#### Work request
Give back only the line containing "of the carport." and every line after it through the end of the data below, transcribed exactly.
(Beginning of Exercise materials)
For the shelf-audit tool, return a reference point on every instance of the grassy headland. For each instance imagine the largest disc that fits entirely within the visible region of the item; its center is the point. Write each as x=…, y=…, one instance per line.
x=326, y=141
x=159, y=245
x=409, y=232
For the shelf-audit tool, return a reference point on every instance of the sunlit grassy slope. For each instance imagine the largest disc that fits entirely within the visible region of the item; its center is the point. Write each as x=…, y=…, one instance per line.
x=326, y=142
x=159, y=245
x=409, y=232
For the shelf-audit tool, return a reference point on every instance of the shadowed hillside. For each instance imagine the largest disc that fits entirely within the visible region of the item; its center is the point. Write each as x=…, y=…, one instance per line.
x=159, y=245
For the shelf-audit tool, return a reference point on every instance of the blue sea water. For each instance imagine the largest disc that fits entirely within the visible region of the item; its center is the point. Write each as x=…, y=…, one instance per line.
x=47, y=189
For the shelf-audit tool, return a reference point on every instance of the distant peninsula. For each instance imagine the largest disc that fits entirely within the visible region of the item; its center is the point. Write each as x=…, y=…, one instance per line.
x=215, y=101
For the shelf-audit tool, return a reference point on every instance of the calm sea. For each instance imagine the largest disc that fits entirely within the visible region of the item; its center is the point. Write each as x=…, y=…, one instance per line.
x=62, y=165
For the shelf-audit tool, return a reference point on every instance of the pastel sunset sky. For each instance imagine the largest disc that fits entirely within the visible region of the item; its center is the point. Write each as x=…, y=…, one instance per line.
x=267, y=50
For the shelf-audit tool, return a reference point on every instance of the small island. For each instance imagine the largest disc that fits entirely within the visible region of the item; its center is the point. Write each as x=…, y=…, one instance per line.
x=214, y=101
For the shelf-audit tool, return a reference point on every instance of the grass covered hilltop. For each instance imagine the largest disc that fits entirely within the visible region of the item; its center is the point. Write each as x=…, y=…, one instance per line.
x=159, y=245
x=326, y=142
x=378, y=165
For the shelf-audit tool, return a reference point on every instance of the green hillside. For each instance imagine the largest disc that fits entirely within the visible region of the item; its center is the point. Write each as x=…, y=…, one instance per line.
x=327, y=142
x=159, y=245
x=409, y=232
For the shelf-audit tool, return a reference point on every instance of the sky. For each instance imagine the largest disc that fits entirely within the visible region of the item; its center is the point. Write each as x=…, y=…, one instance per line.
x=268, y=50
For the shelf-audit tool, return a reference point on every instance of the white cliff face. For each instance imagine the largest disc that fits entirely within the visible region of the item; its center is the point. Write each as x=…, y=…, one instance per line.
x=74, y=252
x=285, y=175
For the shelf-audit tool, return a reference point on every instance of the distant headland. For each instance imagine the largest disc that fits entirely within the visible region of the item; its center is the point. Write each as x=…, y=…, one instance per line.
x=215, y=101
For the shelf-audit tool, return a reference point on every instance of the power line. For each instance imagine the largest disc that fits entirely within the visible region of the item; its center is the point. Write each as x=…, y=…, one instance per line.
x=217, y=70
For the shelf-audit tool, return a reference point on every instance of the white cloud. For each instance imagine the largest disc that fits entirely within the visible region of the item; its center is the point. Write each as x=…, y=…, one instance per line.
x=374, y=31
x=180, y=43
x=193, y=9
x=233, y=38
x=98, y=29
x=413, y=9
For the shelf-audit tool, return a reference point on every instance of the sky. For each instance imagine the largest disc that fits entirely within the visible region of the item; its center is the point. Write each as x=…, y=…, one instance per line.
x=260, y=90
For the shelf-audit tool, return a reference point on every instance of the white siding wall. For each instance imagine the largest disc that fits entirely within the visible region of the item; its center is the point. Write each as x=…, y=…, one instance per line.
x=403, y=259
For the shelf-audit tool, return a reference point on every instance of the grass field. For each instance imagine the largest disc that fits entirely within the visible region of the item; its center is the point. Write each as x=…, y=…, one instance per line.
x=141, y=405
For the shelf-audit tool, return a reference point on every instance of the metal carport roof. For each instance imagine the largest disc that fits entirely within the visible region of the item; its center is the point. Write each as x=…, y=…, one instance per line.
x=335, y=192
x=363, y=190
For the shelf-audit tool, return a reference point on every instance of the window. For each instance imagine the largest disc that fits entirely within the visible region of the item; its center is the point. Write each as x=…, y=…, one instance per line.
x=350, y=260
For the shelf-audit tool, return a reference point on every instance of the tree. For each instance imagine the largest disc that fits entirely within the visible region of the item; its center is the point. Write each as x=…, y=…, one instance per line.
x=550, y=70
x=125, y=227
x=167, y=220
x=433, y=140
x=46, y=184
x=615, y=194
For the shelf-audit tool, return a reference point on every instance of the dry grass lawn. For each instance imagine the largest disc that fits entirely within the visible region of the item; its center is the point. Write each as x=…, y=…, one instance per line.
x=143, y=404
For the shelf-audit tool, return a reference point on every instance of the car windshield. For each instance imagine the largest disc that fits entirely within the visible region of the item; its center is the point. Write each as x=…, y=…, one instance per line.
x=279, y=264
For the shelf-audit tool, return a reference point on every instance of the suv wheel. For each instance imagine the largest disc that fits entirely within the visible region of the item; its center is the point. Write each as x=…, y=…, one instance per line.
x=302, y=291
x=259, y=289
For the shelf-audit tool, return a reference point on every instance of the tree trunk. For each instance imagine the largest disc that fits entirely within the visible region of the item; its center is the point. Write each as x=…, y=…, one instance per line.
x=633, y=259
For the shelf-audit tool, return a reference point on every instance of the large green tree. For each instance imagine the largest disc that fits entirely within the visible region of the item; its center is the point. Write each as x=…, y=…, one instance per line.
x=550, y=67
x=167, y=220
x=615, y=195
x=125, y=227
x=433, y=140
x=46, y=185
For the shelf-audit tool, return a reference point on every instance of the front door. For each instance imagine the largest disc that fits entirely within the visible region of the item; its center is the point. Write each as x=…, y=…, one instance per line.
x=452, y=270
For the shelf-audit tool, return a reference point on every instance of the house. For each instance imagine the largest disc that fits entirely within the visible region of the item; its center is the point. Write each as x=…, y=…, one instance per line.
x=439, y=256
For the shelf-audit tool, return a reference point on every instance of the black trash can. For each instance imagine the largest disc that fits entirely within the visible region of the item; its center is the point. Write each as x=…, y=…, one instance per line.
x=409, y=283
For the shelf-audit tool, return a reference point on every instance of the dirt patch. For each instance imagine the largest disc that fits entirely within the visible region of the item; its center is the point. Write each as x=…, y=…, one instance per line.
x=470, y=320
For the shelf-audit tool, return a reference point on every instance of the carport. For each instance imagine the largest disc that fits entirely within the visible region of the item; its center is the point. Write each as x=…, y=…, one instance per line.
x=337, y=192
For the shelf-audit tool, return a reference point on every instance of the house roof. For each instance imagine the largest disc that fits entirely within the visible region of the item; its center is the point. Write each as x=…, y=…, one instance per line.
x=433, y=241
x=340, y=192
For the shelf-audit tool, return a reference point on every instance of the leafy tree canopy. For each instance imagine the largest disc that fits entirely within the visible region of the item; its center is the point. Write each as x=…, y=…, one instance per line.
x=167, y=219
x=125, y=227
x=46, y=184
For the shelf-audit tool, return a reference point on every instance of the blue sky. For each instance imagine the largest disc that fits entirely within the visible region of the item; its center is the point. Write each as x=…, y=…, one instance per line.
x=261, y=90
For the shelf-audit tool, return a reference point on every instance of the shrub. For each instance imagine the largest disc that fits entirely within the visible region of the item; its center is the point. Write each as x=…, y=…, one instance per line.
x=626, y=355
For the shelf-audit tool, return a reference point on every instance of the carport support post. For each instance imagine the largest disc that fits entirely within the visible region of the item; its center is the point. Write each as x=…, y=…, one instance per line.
(End of Exercise materials)
#### Expected answer
For the shelf-audit tool, return a reference point on every instance of the carport. For each instance imagine the largest disc that fits entirely within the visible region of the item; its center is the point. Write each as x=…, y=…, one instance per line.
x=337, y=192
For the shelf-audit tool, return a reference point on every instance of the house roof. For each instance imagine the largest disc that fits entirely within the visible region of the item; its center is the point. Write each as x=…, y=…, one instance per line.
x=433, y=241
x=340, y=192
For the shelf-audit tool, return a reference point on every instance of the leafy tree canopy. For each instance imagine the largest disc that fits entirely within the visible region of the item; its center is the point. Write each as x=…, y=…, one instance per line.
x=167, y=219
x=125, y=227
x=46, y=184
For the shelf-audit tool, return a reference point on every instance of the blue sky. For each instance imagine the largest disc that fits entirely within the visible region of the item; its center is the point. Write each as x=…, y=…, one instance per line.
x=261, y=90
For the shelf-audit tool, return a reference point on every instance of the shrub. For each instance imagine the largest disc that fits entirely within the visible region of the item; its center is the point. Write each as x=…, y=…, one instance per line.
x=626, y=355
For the shelf-audit tool, return a reference point on every instance of the carport support post. For each instance imagine the largest disc that fits entirely within the visible region of the item; its center is the point. Write each as x=…, y=…, one instance per line.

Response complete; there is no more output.